**Source extract**:
— start —
Sunday 23 October 2011

Derry Moore,12th Earl of Drogheda ... gentleman photographer

Henry Dermot Ponsonby Moore, 12th Earl of Drogheda (born 1937) is a British photographer known professionally as Derry Moore.
He inherited the title of Earl of Drogheda from his father, Charles Moore, 11th Earl of Drogheda (1910-1989). His mother was the former Joan Eleanor Carr (died 1989).
Moore was educated at Eton then studied painting at Oskar Kokoschka's School of Seeing in Salzburg, Austria. After working briefly as a travel agent in New York City, he took photography lessons from British photographer Bill Brandt.
Moore began his professional career in 1973, with a commission from the American magazine Architectural Digest. He photographed The Princess of Wales, Prince William and Prince Harry in 1992. His portrait, taken at Kensington Palace, was used by the Princess on her Christmas cards for that year.[1] Moore has also photographed Queen Elizabeth II, the late Queen Elizabeth, the Queen Mother, Indira Gandhi, Ronald Reagan, David Bowie, Iman and Helena Bonham Carter, as well as many other personalities.
Moore is now a leading photographer of architectural interiors and an illustrator of books, and has had portraits published in Country Life and Vogue. He has thirty-seven portraits in the National Portrait Gallery's collection.
Moore has been married to:
Eliza Lloyd (died 7 May 2008). She was the only daughter of Stacy Barcroft Lloyd Jr. and his first wife, the former Rachel Lambert; a stepdaughter of American banker and art collector Paul Mellon; and a great-granddaughter of Jordan Wheat Lambert, co-inventor of Listerine mouthwash.[3] They married on 15 May 1968 and divorced in 1972. Caroline Kennedy was a flower girl at the couple's wedding, and John F. Kennedy, Jr. was a page.[5] Viscount and Viscountess Moore had no children, and she did not remarry.
Alexandra Nicolette Henderson, the daughter of British diplomat Sir Nicholas Henderson and his wife, the former Mary Barber (née Cawadias). They married in Paris in 1978 and have three children: Benjamin Garrett Henderson Moore, Viscount Moore (born 1983), the Hon. Garrett Alexander Moore (born 1986), and Lady Marina Alice Moore (born 1988). As Alexandra Henderson, Lady Drogheda has been a producer and editor in the news and current affairs departments of the BBC, BBC1 and Talent TV.

by Derry Moore, Carl Skoggard, Joseph Holtzman (Editor)
— end —
**Raw data**:
— start —
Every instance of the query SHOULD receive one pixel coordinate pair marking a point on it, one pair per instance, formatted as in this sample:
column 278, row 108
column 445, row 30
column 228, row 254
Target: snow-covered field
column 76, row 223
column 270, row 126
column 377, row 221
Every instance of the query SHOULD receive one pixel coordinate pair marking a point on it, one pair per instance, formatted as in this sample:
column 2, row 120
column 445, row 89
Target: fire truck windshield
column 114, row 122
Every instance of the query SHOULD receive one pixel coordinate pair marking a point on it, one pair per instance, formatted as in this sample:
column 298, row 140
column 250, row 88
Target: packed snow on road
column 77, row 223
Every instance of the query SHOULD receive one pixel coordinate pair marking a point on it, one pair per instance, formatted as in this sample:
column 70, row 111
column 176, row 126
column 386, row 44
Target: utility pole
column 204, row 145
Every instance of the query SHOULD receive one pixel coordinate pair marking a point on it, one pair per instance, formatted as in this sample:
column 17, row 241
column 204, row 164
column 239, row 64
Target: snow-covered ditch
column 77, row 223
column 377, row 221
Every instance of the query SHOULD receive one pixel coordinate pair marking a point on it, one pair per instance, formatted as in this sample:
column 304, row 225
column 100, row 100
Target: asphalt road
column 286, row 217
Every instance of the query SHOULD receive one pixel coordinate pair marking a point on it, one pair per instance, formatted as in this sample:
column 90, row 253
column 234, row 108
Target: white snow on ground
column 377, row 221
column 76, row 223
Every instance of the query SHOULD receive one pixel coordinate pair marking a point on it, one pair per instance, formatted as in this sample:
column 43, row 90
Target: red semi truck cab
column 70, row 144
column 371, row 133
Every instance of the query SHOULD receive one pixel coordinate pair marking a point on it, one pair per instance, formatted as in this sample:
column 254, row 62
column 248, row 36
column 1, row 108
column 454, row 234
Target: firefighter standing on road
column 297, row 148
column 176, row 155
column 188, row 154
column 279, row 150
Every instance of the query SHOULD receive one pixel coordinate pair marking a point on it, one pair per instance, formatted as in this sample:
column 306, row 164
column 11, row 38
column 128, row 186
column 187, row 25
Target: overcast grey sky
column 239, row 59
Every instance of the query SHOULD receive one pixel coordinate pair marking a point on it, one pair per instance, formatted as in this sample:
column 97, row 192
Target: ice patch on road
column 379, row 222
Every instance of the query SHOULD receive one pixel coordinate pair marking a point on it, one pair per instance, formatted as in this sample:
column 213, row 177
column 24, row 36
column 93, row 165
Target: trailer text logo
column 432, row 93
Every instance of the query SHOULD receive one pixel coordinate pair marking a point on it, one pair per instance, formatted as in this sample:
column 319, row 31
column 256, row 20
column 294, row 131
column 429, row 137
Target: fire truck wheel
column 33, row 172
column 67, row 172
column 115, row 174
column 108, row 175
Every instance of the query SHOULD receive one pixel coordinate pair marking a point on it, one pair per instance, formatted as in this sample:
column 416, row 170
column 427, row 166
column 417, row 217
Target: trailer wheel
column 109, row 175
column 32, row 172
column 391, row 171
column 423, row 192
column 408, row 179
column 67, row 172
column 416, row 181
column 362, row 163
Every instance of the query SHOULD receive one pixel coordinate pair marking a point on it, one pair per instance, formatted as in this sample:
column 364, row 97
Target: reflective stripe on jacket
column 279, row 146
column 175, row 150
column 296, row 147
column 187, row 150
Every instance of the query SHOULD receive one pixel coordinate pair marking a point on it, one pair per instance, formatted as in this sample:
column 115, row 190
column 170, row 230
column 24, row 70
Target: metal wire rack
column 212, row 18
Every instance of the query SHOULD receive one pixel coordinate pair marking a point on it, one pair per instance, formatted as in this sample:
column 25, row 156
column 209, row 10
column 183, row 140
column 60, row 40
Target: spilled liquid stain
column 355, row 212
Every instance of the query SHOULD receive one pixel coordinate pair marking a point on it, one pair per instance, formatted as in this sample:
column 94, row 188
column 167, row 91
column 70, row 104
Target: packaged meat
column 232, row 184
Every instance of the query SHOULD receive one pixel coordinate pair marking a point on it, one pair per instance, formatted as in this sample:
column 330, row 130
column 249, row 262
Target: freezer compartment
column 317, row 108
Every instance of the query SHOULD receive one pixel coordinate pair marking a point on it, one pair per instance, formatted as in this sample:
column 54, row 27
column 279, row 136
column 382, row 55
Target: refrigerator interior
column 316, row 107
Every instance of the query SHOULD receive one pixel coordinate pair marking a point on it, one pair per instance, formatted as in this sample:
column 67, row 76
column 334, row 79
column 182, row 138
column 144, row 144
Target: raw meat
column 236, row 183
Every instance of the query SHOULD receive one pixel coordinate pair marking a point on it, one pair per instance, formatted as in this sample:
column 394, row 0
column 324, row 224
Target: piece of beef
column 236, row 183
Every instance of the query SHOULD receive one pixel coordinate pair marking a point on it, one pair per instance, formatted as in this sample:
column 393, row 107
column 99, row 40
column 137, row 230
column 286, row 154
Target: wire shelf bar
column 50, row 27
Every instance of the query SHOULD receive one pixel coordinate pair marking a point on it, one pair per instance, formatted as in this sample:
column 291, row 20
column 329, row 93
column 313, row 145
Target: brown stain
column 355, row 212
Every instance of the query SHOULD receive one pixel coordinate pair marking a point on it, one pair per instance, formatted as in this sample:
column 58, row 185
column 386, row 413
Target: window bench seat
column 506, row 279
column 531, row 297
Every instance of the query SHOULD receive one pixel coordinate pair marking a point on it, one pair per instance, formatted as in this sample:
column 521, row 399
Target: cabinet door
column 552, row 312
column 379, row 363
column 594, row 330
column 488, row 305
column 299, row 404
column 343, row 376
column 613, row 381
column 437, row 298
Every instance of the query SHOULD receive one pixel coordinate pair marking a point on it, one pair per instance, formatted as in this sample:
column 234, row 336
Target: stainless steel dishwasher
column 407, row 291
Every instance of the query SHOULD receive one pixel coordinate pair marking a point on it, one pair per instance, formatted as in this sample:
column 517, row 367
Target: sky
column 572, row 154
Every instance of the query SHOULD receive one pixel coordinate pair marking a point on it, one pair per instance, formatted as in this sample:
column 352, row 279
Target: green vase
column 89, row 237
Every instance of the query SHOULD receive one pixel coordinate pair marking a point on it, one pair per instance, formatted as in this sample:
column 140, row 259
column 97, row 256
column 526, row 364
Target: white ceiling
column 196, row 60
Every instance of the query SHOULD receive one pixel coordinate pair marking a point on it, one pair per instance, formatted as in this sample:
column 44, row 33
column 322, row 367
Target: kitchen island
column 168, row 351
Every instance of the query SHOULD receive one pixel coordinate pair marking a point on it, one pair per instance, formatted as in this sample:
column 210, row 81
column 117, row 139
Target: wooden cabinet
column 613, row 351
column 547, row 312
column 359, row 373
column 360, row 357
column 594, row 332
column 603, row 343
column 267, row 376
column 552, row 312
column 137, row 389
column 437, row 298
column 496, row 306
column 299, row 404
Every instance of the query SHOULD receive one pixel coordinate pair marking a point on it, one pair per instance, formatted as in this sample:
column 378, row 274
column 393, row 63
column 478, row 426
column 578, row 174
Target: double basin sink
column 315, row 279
— end —
**Exercise requirements**: Continue the profile of the photographer Derry Moore from the point where it stops.

**Result for this exercise**:
Rooms celebrates some of the most luxurious and bold interiors around the globe and the creative sensibilities of the people who inspired them. Beautifully presented through the sumptuous photography of Derry Moore, the 12th Earl of Drogheda, who has photographed some of the world's most spectacular houses as well as some of the most notable personalities in their homes, this lavish publication captures the dramatic spirit of such vivid figures as famed early twentieth-century interior designer Elsie de Wolfe, contemporary design legend Renzo Mongiardino, and the legendary decorator Nancy Lancaster. Moore revolutionized interior photography with his technical acuity, his keen aesthetic eye and his impeccably good taste. This vision culminated in an inspired collaboration with Joseph Holtzman, founding editor in chief and art director of the celebrated and controversial magazine Nest, and one of the great tastemakers of our age. This long-awaited book features a remarkable array of spectacular interiors, ranging from Charleston, the famed haunt of the Bloomsbury group, to India's Falaknuma Palace, Pauline de Rothschild's London residence, and Chatsworth Hall, Derbyshire, the grandest of English country houses.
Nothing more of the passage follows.